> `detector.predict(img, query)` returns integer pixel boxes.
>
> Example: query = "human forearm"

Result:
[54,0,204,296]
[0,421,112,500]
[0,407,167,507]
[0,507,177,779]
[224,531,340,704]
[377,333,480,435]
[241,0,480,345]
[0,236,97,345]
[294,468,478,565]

----------------------------------------

◆ **Stated goal**
Scale the records above by rewriting every line, requests included, with each pixel box coordinate in the answers multiplied by 1.25 and rounded to a whole number, halves rounding up. Leave all other numbers unchanged.

◆ **Task solution**
> `detector.predict(img, query)` returns integer pixel boxes.
>
> Example: query = "human forearm"

Result:
[68,0,255,370]
[0,526,140,625]
[0,509,209,634]
[0,634,221,974]
[280,664,425,880]
[471,416,600,544]
[301,0,600,431]
[0,295,121,431]
[368,585,598,706]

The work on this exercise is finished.